Excerpted text Block Start
NEWS
11/03/2021 18:17 GMT | Updated 12/03/2021 11:11 GMT

Homeless People To Be Given Priority For Covid Vaccine

People who are experiencing homelessness or sleeping rough will be prioritised as part of priority group 6 in the rollout.

Homeless people will be given priority to receive a coronavirus vaccine as they are more likely to have underlying health conditions, the government has said.

Health secretary Matt Hancock said he had accepted advice from the Joint Committee on Vaccination and Immunisation (JCVI) for people who are homeless or sleeping rough to be offered jabs alongside those in priority group 6.

“Our vaccination rollout is moving at an incredible speed, with two in every five adults now having received at least one vaccine,” he said. “It’s so important that nobody gets left behind in this national effort.

“We know there are heightened risks for those who sleep rough and today I have accepted the advice of the independent experts at the JCVI to prioritise those experiencing rough sleeping or homelessness for vaccination alongside priority group 6.

“This will mean we will save more lives, among those most at risk in society.”

The JCVI said homeless people should be offered the vaccine without the need for an NHS number.

Professor Wei Shen Lim, JCVI Covid-19 chairman, said: “The JCVI’s advice on Covid-19 vaccine prioritisation was developed with the aim of preventing as many deaths as possible.

“People experiencing homelessness are likely to have health conditions that put them at higher risk of death from Covid-19.

“This advice will help us to protect more people who are at greater risk, ensuring that fewer people become seriously ill or die from the virus.”

Photo by Artur Widak/NurPhoto via Getty Images
People experiencing homelessness are more likely to have an underlying health problem

The change in policy was welcomed by homeless charities who have campaigned for priority access for the vaccine to be given to people experiencing homelessness.

Jon Sparkes, Crisis chief executive said: “We welcome the secretary of state’s acceptance and commitment to this advice from JCVI. As it makes clear, local areas can prioritise people who are homeless for vaccination and must make appropriate considerations in their vaccine rollout plans.

“The UK government must now ensure that, working with homelessness services, all local areas have the resources they need to make this happen. 

“But make no mistake, the vaccine will not make homelessness safe. Whether it is living on the streets, or in cars and sheds, or constantly moving between friends’ sofas, homelessness is extremely damaging to both your physical and mental health. We desperately need a plan to ensure everyone has a safe and secure home.”
Excerpted text Block End
Entries shown Block Start
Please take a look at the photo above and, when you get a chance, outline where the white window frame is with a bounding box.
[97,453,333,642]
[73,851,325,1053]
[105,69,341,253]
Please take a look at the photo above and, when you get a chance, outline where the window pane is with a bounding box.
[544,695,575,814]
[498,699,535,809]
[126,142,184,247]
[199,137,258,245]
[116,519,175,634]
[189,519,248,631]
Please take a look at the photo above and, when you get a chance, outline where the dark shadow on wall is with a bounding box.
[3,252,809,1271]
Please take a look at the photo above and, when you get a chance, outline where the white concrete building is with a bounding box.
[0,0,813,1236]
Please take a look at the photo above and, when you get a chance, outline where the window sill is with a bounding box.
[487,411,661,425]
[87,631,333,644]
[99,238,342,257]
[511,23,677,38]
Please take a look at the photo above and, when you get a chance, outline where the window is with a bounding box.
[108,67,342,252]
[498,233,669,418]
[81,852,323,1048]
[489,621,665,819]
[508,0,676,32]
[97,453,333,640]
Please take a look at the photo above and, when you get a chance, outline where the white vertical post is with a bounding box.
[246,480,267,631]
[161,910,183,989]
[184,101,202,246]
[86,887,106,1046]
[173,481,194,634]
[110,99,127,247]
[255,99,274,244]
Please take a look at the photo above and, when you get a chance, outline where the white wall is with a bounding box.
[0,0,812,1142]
Entries shown Block End
Entries shown Block Start
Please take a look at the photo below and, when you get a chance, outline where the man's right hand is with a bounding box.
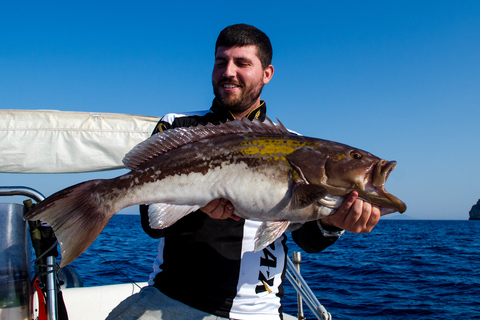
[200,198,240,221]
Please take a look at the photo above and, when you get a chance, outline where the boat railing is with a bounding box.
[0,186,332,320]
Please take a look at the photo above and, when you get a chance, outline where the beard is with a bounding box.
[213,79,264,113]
Entries shown Block End
• Check your understanding
(a) Please condense the paragraph of the vaccine priority article that begins "Health secretary Matt Hancock said" into a short bulleted list that keeps its main facts.
(b) Carry on the vaccine priority article beyond its final sentence.
The records have no connection to the article about homeless people and Covid vaccine priority.

• Answers to the tasks
(a)
- Health secretary Matt Hancock accepted advice from the Joint Committee on Vaccination and Immunisation (JCVI).
- People who are homeless or sleeping rough will be offered vaccines.
- They will receive them alongside those in priority group 6.

(b)
Homeless people have been among those who have struggled to get a coronavirus jab even when they’re entitled to one.

Charities and campaigners have argued barriers to accessing healthcare are based on the fact that the easiest route for people to be called for a vaccine is through their GP.

But Groundswell, a charity that works to tackle homelessness and inequality, has previously told HuffPost UK that homeless people can struggle to register with a GP practice – even though they shouldn’t need a fixed address or proof of ID.

“We have been concerned from the outset of this pandemic that people suffering from homelessness already suffer from grave health inequalities and have a lower life expectancy,” Groundswell campaigner Jenny McAteer said. 

“They either live on the streets or in temporary accommodation and are at increased transmission risk and are often at an increased risk of death as they have long-term health conditions which have often not been picked up.”

Homeless Link, the membership charity for frontline homelessness agencies, had also urged for homeless people to be treated as a priority for coronavirus vaccination “as a matter of urgency”.

Some homeless people are also reluctant to access health services due to the discrimination and treatment they have experienced in the past.

“Many people who are homeless should already be in a priority group as they are clinically vulnerable,” said McAteer. “But the problem is, they are not going to be picked up if they are not registered with a GP as the system does not know where they are. 

“Homeless people are much more likely to transmit the virus to each other and end up in hospital services with Covid-19 and die of the virus so it makes absolute sense to make this group a priority for the vaccine.”